- Directions -
Translate this sentence from the cluster monitoring text into Spanish: "The health of your cluster can have a huge impact on the health of your Cloud Pak for Data deployments."

- Extract -
==*==

Performing routine cluster monitoring

Establish a schedule for monitoring your Cloud Pak for Data deployments on Red Hat® OpenShift® Container Platform.

The health of your cluster can have a huge impact on the health of your Cloud Pak for Data deployments.

Who should perform this task?
A cluster administrator must perform this task.
How frequently should you perform this task?

It is recommended that you perform this task at least once per day or once per shift.

However, if there is a large variation in the number of concurrent users or jobs, it is recommended that you perform this task more frequently during peak activity.

Your routine should include the following tasks:

  1. If your storage is remote, ensure that your network is running at 10 Gbps or greater.
  2. Run the storage performance validation playbook to confirm that there are no underlying performance issues with your persistent storage.
  3. Review the monitoring data from the OpenShift Container Platform web console.
    Important: Ensure that you enable monitoring for the user-defined projects where Cloud Pak for Data software is installed.

  4. Relevant OpenShift documentation

    OpenShift Version Resources
    Version 4.10
    Version 4.12
  5. Review the following dashboards:

    • API Performance
    • Kubernetes / Compute Resources / Cluster
    • Kubernetes / Compute Resource / Node (Pods)
    • Kubernetes / Compute Resources / Namespace(Pods)
  6. Check the status of the Operand Deployment Lifecycle Manager objects on the cluster:
    1. Confirm that the catalog sources on the cluster are Ready:
      oc get catalogsource -A \
      -o jsonpath="{range .items[*]}{.metadata.name}{': '}{.status.connectionState.lastObservedState}{'\n'}{end}"
    2. Get information about the Cloud Pak for Data operator subscriptions to determine the channel and to confirm that the current CSV is the same as the installed CSV:
      oc get subscription -n ${PROJECT_CPD_INST_OPERATORS} \
      -o jsonpath="{range .items[*]}{.metadata.name}{' - channel: '}{.spec.channel}{', installedCSV: '}{.status.installedCSV}{', currentCSV: '}{.status.currentCSV}{'\n'}{end}"
    3. Confirm that the operator deployments are ready and have available replicas:
      oc get deploy -n ${PROJECT_CPD_INST_OPERATORS}
    4. Check the status of the operator pods and determine whether any of the pods have been restarted:
      oc get pods -n ${PROJECT_CPD_INST_OPERATORS}

==*==

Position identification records
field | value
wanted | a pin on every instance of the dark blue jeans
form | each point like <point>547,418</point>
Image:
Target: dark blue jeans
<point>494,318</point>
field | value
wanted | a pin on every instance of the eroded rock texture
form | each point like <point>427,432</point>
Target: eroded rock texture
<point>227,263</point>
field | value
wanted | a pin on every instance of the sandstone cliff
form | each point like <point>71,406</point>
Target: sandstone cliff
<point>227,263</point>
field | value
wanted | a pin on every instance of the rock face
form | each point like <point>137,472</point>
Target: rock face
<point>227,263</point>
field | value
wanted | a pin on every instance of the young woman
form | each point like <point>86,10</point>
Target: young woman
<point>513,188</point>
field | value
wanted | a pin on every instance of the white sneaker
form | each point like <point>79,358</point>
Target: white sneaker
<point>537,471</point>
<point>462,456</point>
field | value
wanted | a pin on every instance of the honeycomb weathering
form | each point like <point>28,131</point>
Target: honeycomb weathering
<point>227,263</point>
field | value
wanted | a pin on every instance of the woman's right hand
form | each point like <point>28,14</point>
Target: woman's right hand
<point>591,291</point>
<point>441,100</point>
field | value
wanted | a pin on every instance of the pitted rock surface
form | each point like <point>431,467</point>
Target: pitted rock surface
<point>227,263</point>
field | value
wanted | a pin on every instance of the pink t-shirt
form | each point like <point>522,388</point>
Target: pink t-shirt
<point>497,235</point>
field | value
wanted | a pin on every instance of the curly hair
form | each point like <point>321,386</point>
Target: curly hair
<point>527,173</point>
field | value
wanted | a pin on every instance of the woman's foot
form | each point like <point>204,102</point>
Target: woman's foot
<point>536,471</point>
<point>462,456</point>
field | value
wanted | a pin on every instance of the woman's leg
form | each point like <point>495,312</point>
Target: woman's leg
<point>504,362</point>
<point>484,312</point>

==*==

- Answer to the problem -
La salud de su clúster puede tener un enorme impacto en la salud de sus implementaciones de Cloud Pak for Data.